**Текст целиком**
==================================================
Александр Александрович Блок
Памяти Леонида Андреева
Почему я собираюсь записать сейчас свои воспоминания о покойном Леониде Николаевиче Андрееве? Есть ли у меня такие воспоминания, которые стоило бы сообщать?
Работали ли мы вместе с ним над чем-нибудь? – Никогда. Часто мы встречались? – Нет, очень редко. Были у нас значительные разговоры? – Был один, но этот разговор очень мало касался обоих нас и имел окончание трагикомическое, а пожалуй, и просто водевильное, так что о нем не хочется вспоминать.
Любил я Леонида Николаевича? – Не знаю. Был я горячим поклонником его таланта? – Нет, без оговорок утверждать этого не могу.
Несмотря на все это, я чувствую, что у меня есть одно, длинное и важное, воспоминание об умершем; длинное – потому что мы были «знакомы» или «незнакомы» на протяжении десяти лет; важное – потому что оно связано с источниками, которые питали его жизнь и мою жизнь.
==================================================
**Что нужно сделать**
Сколько лет, судя по тексту памяти Леонида Андреева, автор и Андреев были «знакомы» или «незнакомы»? Строки с данными здесь не понадобятся.
==================================================
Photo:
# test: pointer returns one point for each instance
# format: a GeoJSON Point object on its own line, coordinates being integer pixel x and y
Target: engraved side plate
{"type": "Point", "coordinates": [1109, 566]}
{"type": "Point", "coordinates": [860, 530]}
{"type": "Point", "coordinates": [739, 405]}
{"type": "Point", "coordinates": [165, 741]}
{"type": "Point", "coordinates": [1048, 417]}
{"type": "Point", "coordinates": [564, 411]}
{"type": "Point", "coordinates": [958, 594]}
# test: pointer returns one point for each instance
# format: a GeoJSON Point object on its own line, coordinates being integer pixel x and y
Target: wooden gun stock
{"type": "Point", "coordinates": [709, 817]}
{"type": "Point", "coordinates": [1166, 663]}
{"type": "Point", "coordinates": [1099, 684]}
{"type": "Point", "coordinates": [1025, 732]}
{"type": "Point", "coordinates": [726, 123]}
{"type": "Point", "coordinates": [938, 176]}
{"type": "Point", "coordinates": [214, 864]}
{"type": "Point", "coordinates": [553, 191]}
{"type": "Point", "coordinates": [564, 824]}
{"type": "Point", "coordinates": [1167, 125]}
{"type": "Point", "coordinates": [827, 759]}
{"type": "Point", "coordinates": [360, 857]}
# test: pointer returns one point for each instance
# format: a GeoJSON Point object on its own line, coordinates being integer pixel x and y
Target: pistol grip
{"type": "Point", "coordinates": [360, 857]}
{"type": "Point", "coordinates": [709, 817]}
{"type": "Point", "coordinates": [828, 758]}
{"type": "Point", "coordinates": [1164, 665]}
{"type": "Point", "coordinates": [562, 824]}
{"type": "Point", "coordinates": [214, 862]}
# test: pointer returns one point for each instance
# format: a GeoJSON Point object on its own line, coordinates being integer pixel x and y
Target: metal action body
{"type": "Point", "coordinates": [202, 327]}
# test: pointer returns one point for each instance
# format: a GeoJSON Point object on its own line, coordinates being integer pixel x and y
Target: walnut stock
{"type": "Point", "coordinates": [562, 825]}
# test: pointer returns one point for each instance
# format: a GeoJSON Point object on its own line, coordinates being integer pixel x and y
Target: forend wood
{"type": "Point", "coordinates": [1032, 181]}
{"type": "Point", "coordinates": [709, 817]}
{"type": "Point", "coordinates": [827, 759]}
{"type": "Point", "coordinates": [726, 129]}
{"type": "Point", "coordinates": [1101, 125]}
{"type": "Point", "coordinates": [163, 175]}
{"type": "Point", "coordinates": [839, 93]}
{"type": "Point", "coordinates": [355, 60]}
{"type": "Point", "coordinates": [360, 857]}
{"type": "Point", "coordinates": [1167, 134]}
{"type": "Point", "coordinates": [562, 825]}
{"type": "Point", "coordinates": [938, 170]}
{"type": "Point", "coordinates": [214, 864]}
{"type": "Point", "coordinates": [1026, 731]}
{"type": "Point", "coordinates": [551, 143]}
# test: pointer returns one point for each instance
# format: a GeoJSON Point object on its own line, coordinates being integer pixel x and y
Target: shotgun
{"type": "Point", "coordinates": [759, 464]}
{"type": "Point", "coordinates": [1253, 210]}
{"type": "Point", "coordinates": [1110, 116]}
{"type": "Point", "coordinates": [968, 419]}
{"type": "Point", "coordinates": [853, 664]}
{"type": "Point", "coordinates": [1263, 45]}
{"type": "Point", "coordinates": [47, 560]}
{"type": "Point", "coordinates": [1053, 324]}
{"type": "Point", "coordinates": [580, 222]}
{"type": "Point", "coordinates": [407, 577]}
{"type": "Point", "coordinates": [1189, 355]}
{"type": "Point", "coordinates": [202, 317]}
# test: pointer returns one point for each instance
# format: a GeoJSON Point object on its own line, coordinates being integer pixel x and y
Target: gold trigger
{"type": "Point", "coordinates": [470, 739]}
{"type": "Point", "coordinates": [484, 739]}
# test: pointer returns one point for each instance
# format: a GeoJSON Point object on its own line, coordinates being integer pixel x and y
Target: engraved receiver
==================================================
**Готовый ответ**
Десять лет.